→ Task details
Each line from the one holding "Can you find the red ceramic" through the final line of the data below is to be given again exactly, and no other line is to appear.

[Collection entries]
BEGIN

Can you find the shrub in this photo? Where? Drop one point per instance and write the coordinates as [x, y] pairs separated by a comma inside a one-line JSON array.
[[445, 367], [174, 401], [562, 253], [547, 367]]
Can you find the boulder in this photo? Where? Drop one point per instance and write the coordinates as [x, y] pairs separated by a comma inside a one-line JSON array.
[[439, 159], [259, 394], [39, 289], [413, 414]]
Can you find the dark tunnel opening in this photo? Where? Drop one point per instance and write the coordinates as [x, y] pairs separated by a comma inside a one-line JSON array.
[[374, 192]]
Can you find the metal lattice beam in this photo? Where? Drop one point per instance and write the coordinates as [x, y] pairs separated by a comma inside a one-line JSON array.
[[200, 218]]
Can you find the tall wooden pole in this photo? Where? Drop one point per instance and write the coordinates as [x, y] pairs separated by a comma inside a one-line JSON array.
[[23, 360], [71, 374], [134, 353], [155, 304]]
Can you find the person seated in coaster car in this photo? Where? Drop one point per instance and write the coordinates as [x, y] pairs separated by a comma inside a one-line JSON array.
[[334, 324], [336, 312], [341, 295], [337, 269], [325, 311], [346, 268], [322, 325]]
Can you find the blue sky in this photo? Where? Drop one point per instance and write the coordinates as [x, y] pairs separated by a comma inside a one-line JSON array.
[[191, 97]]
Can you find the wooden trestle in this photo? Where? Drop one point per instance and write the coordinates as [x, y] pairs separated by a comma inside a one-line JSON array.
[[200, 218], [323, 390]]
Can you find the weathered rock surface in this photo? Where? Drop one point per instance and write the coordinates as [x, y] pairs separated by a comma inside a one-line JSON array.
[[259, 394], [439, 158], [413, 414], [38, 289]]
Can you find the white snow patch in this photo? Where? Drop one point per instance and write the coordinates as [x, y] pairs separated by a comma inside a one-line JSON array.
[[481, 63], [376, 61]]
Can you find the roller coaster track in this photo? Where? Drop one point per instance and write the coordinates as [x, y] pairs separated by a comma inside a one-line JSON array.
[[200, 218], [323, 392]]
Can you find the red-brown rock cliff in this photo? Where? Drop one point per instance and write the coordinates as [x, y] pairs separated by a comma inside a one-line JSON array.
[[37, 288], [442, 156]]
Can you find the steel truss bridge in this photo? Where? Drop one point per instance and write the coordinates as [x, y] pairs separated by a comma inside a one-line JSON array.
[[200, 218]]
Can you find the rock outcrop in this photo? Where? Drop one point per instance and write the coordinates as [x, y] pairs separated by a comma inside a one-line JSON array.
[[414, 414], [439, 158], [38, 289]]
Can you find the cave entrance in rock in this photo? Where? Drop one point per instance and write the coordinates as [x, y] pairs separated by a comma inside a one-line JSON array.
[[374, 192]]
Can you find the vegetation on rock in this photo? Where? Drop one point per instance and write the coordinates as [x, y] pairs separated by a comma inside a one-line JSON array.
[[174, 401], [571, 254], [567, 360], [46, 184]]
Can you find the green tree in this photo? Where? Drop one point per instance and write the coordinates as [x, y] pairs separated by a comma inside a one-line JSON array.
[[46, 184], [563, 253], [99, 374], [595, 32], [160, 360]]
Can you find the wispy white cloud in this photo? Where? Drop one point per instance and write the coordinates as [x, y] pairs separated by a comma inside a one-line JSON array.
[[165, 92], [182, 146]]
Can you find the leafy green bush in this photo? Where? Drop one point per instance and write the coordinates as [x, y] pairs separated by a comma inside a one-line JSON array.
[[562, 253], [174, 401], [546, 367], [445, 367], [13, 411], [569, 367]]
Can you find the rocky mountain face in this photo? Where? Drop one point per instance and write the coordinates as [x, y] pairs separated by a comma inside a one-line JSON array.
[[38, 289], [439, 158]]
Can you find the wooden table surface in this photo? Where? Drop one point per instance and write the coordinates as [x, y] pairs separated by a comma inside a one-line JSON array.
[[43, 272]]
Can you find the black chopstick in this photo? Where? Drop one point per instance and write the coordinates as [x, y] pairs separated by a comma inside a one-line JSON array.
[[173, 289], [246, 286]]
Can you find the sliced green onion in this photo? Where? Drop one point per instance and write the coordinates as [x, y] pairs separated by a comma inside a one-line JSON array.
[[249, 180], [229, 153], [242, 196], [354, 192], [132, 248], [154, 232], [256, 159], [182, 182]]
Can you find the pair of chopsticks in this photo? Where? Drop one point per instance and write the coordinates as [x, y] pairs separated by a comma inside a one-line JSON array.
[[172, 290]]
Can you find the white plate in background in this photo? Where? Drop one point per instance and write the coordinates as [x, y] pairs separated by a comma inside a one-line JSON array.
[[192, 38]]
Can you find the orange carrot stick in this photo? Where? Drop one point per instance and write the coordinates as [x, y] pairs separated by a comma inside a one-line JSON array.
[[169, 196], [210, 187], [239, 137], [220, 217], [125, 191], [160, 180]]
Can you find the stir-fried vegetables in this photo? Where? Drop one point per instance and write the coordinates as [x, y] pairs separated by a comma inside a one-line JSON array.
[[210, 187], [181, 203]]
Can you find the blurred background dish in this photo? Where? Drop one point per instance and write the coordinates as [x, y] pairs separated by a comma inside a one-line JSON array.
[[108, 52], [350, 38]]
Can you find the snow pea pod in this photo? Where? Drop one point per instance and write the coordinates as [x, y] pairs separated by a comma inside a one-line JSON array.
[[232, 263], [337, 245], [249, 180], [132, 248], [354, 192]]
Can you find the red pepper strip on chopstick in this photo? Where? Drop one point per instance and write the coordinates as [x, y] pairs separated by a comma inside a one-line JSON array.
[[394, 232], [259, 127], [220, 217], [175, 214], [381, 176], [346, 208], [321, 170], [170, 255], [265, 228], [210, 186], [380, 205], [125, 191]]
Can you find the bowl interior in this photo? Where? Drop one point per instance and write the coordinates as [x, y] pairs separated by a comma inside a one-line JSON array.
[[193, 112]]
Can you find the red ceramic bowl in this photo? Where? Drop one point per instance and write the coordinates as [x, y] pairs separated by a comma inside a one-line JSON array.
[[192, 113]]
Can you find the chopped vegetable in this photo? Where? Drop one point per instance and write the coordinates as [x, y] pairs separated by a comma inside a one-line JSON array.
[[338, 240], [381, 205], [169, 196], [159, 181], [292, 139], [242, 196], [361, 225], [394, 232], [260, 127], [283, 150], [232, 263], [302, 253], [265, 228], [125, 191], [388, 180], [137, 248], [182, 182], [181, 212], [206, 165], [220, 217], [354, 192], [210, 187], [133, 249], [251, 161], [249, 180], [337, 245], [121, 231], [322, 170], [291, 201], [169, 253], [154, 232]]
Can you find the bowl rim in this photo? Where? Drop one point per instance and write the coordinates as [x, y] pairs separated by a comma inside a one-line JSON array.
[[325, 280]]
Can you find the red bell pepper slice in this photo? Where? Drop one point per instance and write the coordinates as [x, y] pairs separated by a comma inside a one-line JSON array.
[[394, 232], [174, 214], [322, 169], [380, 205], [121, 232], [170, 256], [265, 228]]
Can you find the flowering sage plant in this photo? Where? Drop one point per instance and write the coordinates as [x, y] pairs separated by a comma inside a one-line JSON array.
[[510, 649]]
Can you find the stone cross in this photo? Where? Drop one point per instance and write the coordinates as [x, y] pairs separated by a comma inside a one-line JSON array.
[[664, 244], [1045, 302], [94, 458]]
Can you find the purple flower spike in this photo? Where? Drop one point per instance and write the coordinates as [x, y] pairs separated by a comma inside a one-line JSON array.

END

→ Answer
Can you find the red ceramic bowl in this photo? Where? Drop one point per instance and write the coordinates as [x, y] pairs separated by a comma inside a one-line JSON array.
[[192, 113]]
Can you find the chopped vegetable in this photo? Where? Drop one point per instance and write the coordinates as [x, y] pairs separated by a comma inside a one-line JSON array.
[[338, 240], [381, 205], [169, 196], [159, 181], [292, 139], [242, 196], [361, 225], [394, 232], [260, 127], [283, 150], [232, 263], [302, 253], [265, 228], [125, 191], [388, 180], [137, 248], [182, 182], [181, 212], [206, 165], [220, 217], [354, 192], [210, 187], [133, 249], [251, 161], [249, 180], [337, 245], [121, 231], [322, 170], [291, 201], [169, 253], [154, 232]]
Can you find the bowl rim in this photo? Where? Drop one point per instance and write the coordinates as [x, y] pairs separated by a comma inside a one-line JSON array.
[[325, 280]]
Can you find the red bell pepper slice in this photo? Where? Drop one point per instance and write the coordinates as [x, y] pairs separated by a comma inside a one-line JSON array.
[[394, 232], [174, 214], [322, 169], [380, 205], [121, 232], [170, 256], [265, 228]]
Can you find the flowering sage plant in this photo? Where? Drop one point per instance and write the coordinates as [x, y] pairs separated by a comma inside a one-line JSON array.
[[510, 649]]
Can you find the stone cross in this photo? Where? Drop one point per instance and write the coordinates as [x, y] pairs separated by a comma inside a one-line JSON array.
[[664, 244], [1045, 302], [94, 458]]
Can you find the purple flower spike in this photo? Where? Drop one point per instance and write the coordinates as [x, y] pairs separated by a comma inside a one-line JSON array.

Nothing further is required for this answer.